§ EXERCISE INSTRUCTIONS: Leave the pictures out, and retype all of the material exactly as written.

§ ITEMS:
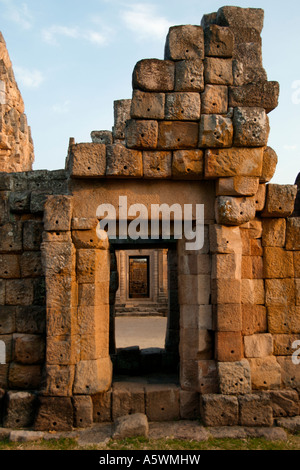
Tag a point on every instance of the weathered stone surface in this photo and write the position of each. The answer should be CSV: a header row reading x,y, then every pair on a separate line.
x,y
87,160
20,410
123,162
215,131
127,399
92,377
241,17
141,134
258,345
58,213
54,414
251,127
270,161
135,425
154,75
157,164
189,75
234,211
173,135
234,378
219,410
228,346
214,99
280,200
83,411
233,162
188,164
255,411
162,402
293,234
182,106
219,41
218,71
265,373
259,95
185,42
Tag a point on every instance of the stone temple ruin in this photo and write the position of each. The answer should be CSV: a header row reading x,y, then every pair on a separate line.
x,y
194,132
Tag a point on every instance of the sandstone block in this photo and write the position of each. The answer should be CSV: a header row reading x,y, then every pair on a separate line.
x,y
234,211
280,292
189,405
185,42
188,164
233,162
154,75
58,213
59,380
87,160
237,186
147,105
124,162
234,377
270,161
29,349
253,291
83,411
219,41
92,377
102,407
228,347
219,410
20,410
251,127
255,411
274,232
214,99
162,402
173,135
280,200
225,239
19,292
265,373
215,131
293,234
121,115
258,345
218,71
241,17
131,426
102,137
228,317
54,414
258,95
157,164
141,134
278,263
189,75
182,106
127,398
24,377
284,319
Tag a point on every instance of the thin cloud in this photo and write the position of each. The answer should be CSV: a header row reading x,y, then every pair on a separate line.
x,y
51,35
18,14
28,78
143,20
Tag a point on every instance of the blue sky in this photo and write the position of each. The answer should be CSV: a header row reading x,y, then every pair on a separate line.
x,y
72,59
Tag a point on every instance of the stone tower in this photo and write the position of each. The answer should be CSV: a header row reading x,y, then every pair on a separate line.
x,y
16,146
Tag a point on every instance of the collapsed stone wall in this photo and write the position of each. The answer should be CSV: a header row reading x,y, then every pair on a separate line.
x,y
198,116
16,145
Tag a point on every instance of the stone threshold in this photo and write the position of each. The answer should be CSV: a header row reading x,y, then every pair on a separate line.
x,y
101,433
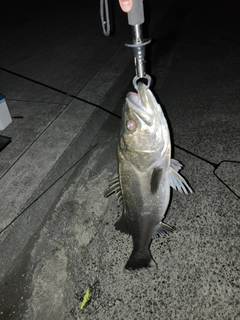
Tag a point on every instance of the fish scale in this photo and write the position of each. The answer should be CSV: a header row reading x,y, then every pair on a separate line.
x,y
146,173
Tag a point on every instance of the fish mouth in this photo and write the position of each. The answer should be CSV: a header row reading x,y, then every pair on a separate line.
x,y
141,103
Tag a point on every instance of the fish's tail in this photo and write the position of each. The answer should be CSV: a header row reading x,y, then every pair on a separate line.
x,y
139,261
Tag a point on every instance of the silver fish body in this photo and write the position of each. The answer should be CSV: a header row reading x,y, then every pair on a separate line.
x,y
146,173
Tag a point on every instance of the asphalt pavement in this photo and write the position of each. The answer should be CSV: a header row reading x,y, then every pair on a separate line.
x,y
58,237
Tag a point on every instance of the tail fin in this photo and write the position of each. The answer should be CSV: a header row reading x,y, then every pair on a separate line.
x,y
138,261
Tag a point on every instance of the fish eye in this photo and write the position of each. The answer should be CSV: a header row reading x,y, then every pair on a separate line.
x,y
131,125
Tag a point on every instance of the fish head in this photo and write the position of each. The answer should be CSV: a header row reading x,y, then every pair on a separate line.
x,y
144,134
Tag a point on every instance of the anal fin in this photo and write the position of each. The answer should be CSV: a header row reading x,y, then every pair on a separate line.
x,y
122,225
156,179
162,229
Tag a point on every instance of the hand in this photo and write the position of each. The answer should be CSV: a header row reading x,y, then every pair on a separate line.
x,y
126,5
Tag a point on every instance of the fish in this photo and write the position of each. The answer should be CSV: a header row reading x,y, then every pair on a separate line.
x,y
145,174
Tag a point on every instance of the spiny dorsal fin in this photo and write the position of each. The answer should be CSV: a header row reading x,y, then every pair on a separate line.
x,y
176,181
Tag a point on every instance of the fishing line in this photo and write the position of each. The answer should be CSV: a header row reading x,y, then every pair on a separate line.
x,y
215,165
35,200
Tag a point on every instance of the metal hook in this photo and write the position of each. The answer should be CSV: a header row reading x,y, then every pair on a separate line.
x,y
136,78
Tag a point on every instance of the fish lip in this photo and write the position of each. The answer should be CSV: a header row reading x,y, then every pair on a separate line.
x,y
138,103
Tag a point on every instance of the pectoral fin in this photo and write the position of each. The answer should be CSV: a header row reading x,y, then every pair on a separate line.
x,y
176,181
156,179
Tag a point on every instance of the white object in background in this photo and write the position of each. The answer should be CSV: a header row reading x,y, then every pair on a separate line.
x,y
5,117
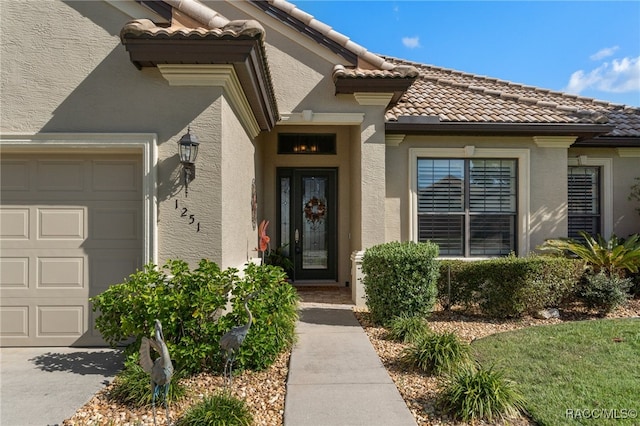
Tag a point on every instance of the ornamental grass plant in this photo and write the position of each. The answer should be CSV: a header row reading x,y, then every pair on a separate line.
x,y
437,353
474,394
407,328
219,409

§ ANSWER TO THE EXERCISE:
Tag a point on every instance of the weathered stone surface in this photo and write the position of each. The answer should be CSV: a header row reading x,y, then every pair on a separate line.
x,y
87,160
20,410
123,162
215,131
127,399
92,377
241,17
141,134
258,345
58,213
54,414
251,127
270,161
135,425
154,75
157,164
189,75
234,211
173,135
234,378
219,410
228,346
214,99
280,200
83,411
233,162
188,164
255,411
162,402
293,234
182,106
219,41
218,71
265,373
259,95
185,42
Tag a point on every instance of the stone temple ruin in this photo and write the position of each. The answer should be CSV: a header row reading x,y, then every pair on a separate line.
x,y
194,132
Tag a point on every instance of the sandstone block in this photo and write the position of each. The answer should be CSV: a header row reading x,y, then every pair on a separate line.
x,y
234,211
280,292
189,405
185,42
188,164
233,162
154,75
58,213
59,380
87,160
237,186
147,105
124,162
234,377
270,161
29,349
253,291
83,411
219,41
92,377
102,407
228,347
219,410
20,410
251,127
255,411
274,232
214,99
162,402
173,135
280,200
225,239
19,292
265,373
215,131
293,234
121,115
258,345
218,71
241,17
131,426
102,137
228,317
54,414
258,95
157,164
141,134
278,263
189,75
182,106
127,398
24,377
284,319
Tag a point on every instance of the thin cloud in this photo and write the position of each. The answer should be CSV: a header row reading x,y, then every pair on a separate line.
x,y
51,35
18,14
28,78
143,20
Tag a point on every instance of the blue sky in this photo and write the position of each. The answer should be CSV: a header row reading x,y, then every pair on a separate line.
x,y
72,59
Tag a point on every instance of the stone tower in this photo and write the position of each. The answer should be CSV: a header row reading x,y, then every pair on a separate line.
x,y
16,146
Tag a point on every instance of the collapsed stone wall in this photo and write the position of each. The answer should be CSV: a header row reading x,y, then every pair on a separate line.
x,y
198,116
16,145
Tag a point on every instance of the stone threshold in this photo and write the position of each. The answer should be CSV: a header row reading x,y, then every pair on a separate line.
x,y
101,433
Tag a point on every instance of the fish scale in this photo and write the position of each. The answer should be CSV: a header row reading x,y, then every pair on a separate line.
x,y
146,173
Tag a point on every instance of the fish mouth in this photo and write the position of each. The answer should be CSV: a header row reading x,y, then every pair on a separate line.
x,y
141,103
Tag a point on every instance of the fish's tail in this photo and write the position of each. The answer should be CSV: a header row reading x,y, then every pair on a separate line.
x,y
139,261
Tag a point on every instance of the silver fish body in this photo and write the position of each. The answer should be CSV: a header row reading x,y, then every pair on a separate line.
x,y
146,173
Tag a point on every instance of the asphalt pavement in this photo and write the position of each. The answer should be CSV: a header row reading x,y, then every pair on a separate line.
x,y
58,237
Tag a point on every instance of the tail fin in this photo and write the position of each. The answer should be CSV: a header row reading x,y, then every pair on a separate line.
x,y
138,261
Tag a point on every instance of the fish eye in this photo and write the position of each. The answer should be CSV: a header row reading x,y, then every pair on a separate line.
x,y
131,125
Tag a point on every instance of the fish head in this photo and write the position of each. The answer should be CSV: a header row reading x,y, then every pair on a separate line.
x,y
144,134
Tag a point on every instance of the anal fin in this photo and write the position of each. The answer should be CSV: a header row reading x,y, then every pair on a separate line.
x,y
122,225
156,179
162,229
Tag a point on every instance of the hand in this photo and write the position of each. The answer should be CSV: a header row reading x,y, then every pair on a separate line.
x,y
126,5
Tag a point on every instance of the fish in this photo and write the position of each. The answer should be CSV: a header row reading x,y, then every pair on a separate line.
x,y
145,174
Tag a point on every instance of the spiny dorsal fin in this photo and write the position of each. The answer should be CSV: a header row reading x,y, then every pair on a separate line.
x,y
176,181
Tag a point on every instance of the fishing line in this photo and write the position of each. The answer should be CSV: a header row reading x,y, then every pair on a separate line.
x,y
215,165
35,200
Tag a point on every instance of the metal hook in this photo and write the position of each. The answer should be CSV: a header row reading x,y, then every pair on a separate line.
x,y
136,78
Tag a point on every instance of the fish lip in this photo and write the position of each. The answer should be CSV: a header row reading x,y, then every pair on a separate line.
x,y
138,103
Tag a point on every instance of the pectoral fin in this photo and write the position of each. The answer should be CSV: a header row reading x,y, then every pair on a separate line.
x,y
176,181
156,179
Tag a point on every instance of the white object in background in this photo and write the position of each. The answer should be CSV: a header row reading x,y, then every pair on a separate line.
x,y
5,117
Tag a point on every instance of the ornamental grass plant in this photo and write the position of each. The answer should be CSV: a header row reading x,y, then every pair on a separate line.
x,y
437,353
474,394
407,328
219,409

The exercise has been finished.